*TASK DETAILS*: Copy out the material word for word, from its beginning through the line that contains "box: [179, 131, 227, 169]", including that line. Leave the pictures out of your answer.
======
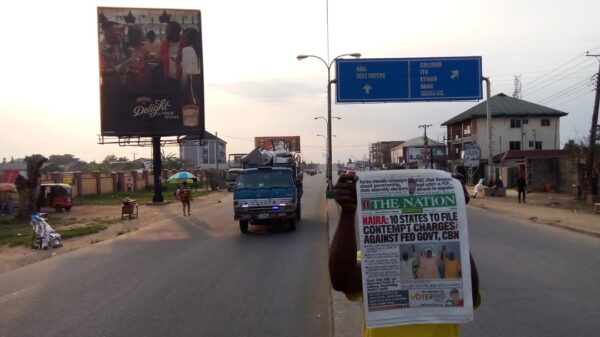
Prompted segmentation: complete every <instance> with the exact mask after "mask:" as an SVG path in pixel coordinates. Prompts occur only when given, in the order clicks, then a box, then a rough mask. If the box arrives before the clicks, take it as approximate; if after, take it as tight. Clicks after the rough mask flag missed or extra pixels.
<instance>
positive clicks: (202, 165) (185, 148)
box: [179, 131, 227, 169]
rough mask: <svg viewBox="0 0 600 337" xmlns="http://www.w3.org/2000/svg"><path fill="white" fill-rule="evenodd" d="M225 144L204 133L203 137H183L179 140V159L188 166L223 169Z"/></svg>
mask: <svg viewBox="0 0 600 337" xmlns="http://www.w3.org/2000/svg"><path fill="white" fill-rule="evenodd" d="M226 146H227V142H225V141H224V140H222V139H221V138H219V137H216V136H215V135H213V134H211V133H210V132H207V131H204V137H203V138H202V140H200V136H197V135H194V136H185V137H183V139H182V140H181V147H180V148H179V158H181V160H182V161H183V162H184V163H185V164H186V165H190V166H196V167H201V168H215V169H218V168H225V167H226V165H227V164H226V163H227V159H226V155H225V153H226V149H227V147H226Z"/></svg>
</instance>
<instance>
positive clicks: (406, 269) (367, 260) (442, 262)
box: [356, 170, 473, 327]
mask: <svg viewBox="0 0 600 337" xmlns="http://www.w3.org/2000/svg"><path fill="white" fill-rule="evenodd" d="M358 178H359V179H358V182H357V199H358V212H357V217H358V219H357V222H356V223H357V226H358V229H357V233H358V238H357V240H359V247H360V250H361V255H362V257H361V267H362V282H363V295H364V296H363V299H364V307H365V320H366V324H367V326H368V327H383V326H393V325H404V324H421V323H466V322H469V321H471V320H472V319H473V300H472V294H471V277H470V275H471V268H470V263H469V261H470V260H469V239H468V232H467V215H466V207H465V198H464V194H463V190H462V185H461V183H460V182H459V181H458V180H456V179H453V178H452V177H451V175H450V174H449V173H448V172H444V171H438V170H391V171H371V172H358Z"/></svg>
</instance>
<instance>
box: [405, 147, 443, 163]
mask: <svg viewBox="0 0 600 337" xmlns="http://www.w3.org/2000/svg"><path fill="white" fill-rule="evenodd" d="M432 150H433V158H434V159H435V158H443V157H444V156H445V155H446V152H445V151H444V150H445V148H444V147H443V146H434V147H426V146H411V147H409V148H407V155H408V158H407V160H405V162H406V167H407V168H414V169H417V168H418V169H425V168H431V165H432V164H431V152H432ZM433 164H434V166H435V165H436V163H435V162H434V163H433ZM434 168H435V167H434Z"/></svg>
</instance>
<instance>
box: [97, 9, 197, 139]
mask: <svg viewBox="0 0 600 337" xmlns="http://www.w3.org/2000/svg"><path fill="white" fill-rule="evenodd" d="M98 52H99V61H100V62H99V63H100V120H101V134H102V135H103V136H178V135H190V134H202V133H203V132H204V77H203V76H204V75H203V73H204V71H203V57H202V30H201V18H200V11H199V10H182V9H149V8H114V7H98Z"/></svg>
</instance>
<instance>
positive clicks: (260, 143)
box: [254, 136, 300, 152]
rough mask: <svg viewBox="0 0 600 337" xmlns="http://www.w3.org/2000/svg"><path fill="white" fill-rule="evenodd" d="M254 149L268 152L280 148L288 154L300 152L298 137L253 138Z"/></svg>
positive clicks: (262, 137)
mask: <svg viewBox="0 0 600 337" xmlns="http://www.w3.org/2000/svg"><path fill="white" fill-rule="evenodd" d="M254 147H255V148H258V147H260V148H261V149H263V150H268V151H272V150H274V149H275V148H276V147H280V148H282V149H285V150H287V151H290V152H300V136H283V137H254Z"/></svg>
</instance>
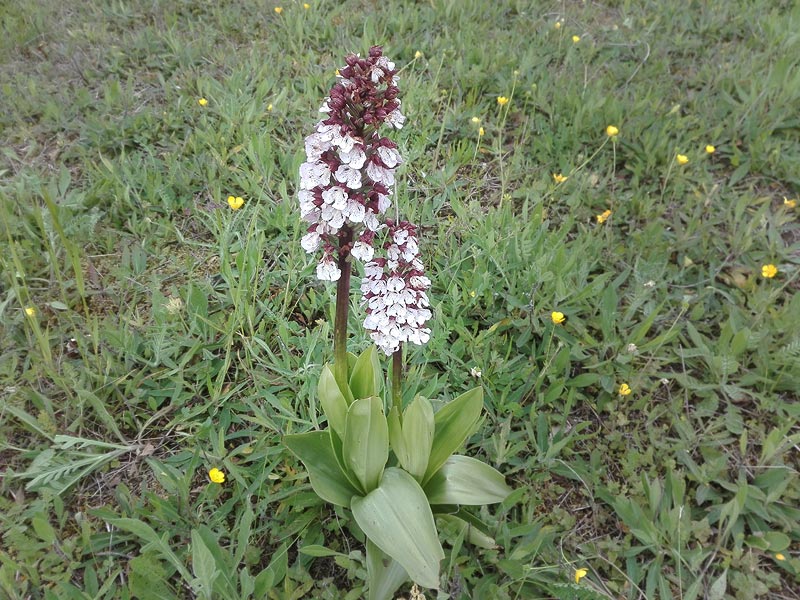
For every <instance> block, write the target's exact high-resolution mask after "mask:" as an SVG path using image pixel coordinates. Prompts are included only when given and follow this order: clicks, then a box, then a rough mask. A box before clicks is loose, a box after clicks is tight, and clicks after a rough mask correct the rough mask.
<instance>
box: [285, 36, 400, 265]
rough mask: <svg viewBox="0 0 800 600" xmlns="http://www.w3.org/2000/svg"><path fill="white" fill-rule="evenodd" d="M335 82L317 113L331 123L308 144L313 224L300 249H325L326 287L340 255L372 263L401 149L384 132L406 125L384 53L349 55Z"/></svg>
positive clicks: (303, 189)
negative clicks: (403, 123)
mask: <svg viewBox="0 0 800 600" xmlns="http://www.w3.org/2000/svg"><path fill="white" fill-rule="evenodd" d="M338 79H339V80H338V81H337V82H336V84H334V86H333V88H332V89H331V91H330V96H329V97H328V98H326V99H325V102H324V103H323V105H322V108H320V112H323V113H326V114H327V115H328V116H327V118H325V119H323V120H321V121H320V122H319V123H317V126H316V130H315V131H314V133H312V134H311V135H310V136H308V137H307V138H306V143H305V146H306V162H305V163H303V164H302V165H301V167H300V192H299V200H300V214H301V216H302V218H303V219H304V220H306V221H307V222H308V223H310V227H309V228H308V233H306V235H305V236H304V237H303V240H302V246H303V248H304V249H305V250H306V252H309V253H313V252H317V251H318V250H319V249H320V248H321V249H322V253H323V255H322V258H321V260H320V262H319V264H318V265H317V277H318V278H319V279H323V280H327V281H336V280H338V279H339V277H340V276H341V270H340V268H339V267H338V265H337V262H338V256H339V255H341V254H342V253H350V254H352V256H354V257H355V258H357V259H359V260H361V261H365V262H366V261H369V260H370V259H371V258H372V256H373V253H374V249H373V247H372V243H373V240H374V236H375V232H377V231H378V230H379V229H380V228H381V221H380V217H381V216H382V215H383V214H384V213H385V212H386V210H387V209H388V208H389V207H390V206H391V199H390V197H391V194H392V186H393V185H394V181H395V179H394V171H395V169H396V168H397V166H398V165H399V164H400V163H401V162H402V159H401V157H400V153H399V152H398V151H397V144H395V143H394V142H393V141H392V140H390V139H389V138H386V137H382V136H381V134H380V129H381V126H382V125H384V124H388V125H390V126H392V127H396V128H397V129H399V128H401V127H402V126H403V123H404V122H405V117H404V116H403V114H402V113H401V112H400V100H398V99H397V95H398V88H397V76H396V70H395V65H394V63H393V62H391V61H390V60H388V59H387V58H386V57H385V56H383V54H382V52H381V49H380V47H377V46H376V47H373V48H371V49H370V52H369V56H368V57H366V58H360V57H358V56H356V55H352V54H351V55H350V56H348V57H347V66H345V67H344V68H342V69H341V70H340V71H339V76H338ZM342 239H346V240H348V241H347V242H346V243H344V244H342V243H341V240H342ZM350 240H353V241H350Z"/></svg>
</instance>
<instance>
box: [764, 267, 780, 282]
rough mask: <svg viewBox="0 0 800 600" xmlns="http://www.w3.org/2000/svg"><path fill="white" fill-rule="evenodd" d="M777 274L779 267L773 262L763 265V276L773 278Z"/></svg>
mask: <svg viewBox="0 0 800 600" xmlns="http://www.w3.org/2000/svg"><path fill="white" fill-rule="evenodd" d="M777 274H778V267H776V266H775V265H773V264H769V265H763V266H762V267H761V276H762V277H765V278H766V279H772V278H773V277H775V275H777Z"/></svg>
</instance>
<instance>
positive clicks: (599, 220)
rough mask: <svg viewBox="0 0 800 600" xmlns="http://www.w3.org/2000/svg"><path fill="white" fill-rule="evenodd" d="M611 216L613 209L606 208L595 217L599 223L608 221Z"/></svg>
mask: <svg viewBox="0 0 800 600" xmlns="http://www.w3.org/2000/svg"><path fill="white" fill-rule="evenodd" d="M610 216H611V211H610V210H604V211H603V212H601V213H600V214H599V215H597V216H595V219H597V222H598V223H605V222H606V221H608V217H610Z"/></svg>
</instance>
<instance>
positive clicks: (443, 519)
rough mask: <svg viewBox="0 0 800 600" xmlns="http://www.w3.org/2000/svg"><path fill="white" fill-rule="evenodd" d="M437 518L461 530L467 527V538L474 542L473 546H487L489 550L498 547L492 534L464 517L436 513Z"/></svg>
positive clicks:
======
*WRITTEN ANSWER*:
Prompted segmentation: complete every <instance> with the exact mask after "mask:" as an SVG path in pixel coordinates. Prompts occur only when given, in the order clicks, then a box, then a rough mask. If the box arrives before the clicks, take it as approximate; if after, take it as tight. Clicks after the rough mask flag missed or extra pixels.
<instance>
positive clicks: (202, 165) (185, 148)
box: [179, 131, 227, 169]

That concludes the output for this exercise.